## The request:
Echo the data starting at the line containing "Reviewer note: every instance of the driver" and ending at the line containing "Target: tall advertising sign", with both of those lines included.

## Information provided:
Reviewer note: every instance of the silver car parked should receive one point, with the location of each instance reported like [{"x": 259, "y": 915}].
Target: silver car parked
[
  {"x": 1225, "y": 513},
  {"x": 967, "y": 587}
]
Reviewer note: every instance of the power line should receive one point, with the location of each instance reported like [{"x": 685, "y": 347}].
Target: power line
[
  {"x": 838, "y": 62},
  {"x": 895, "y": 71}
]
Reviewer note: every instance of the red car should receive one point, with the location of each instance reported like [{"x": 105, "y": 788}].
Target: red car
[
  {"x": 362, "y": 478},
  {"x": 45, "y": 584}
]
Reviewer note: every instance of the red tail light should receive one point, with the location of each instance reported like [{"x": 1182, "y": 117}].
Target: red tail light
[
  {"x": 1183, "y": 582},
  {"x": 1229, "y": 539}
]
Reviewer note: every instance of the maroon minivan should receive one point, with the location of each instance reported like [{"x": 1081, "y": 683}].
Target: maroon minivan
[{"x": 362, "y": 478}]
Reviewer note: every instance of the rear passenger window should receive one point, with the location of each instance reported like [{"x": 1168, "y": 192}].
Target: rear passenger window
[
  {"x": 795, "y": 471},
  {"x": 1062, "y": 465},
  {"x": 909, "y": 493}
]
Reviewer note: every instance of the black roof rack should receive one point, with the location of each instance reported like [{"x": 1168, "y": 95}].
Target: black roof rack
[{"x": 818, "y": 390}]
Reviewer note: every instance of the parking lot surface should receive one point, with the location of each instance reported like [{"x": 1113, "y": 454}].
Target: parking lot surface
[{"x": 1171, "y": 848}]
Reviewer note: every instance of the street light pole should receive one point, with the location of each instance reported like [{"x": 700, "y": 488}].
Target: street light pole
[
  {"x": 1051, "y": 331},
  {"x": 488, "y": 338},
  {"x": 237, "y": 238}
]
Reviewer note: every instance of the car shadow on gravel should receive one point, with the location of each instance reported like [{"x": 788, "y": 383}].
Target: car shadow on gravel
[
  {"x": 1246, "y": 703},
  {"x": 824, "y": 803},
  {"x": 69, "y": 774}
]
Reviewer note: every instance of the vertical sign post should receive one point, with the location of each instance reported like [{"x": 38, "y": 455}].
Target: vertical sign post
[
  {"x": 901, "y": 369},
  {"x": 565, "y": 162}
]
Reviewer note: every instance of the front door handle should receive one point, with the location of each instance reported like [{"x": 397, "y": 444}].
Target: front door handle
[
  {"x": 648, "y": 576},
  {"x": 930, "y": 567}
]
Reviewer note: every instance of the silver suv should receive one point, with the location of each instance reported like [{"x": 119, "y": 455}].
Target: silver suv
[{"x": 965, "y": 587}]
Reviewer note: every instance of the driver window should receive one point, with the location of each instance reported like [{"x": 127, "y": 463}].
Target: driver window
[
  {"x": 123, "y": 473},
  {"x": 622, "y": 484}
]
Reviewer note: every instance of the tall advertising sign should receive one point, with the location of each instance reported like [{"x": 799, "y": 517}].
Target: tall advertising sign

---

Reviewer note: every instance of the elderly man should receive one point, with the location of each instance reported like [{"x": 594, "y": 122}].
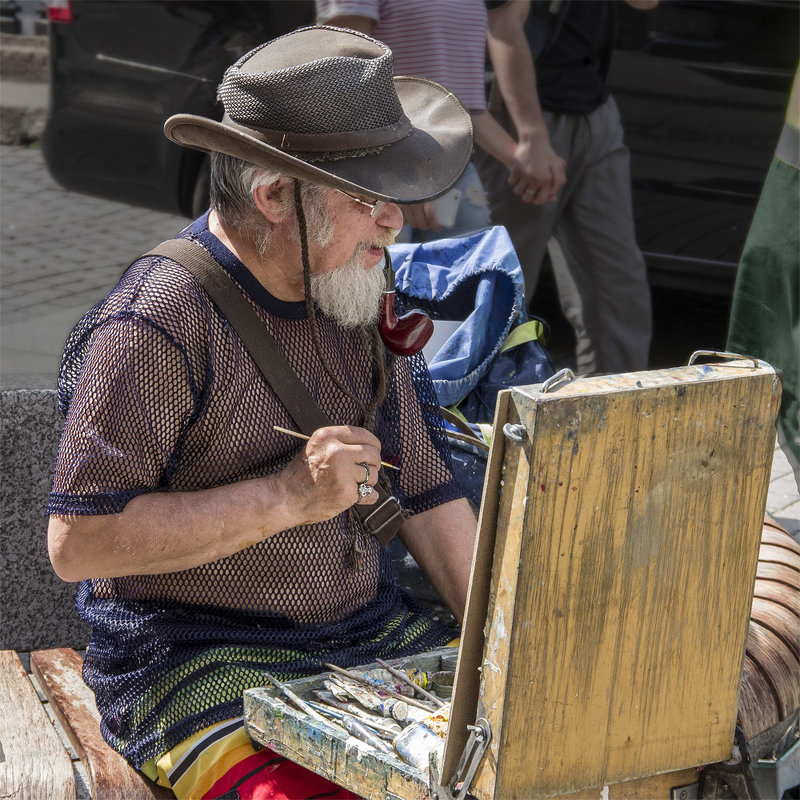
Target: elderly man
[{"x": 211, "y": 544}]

## Expected output:
Reviewer note: every instance of the driver window should receive one point, with the location of each instance reported like [{"x": 127, "y": 463}].
Target: driver window
[
  {"x": 123, "y": 473},
  {"x": 622, "y": 484}
]
Reviewer note: every instance of the tall advertising sign should receive one point, with the location of each instance reported like [{"x": 799, "y": 517}].
Target: tall advertising sign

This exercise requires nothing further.